## [Aim of the exercise]
Rewrite the items below, changing every "cream" to "ivory" and leaving everything else the same.

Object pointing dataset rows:
▼
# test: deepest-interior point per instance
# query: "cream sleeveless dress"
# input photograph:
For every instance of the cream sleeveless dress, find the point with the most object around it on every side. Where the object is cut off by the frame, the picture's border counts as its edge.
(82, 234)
▲
## [Task response]
# test: deepest-interior point per instance
# query: "ivory sleeveless dress"
# input photograph:
For every instance of the ivory sleeveless dress, find the point with the most object around it on every side. Where the object is cut off by the frame, the picture's border counts as its edge.
(82, 234)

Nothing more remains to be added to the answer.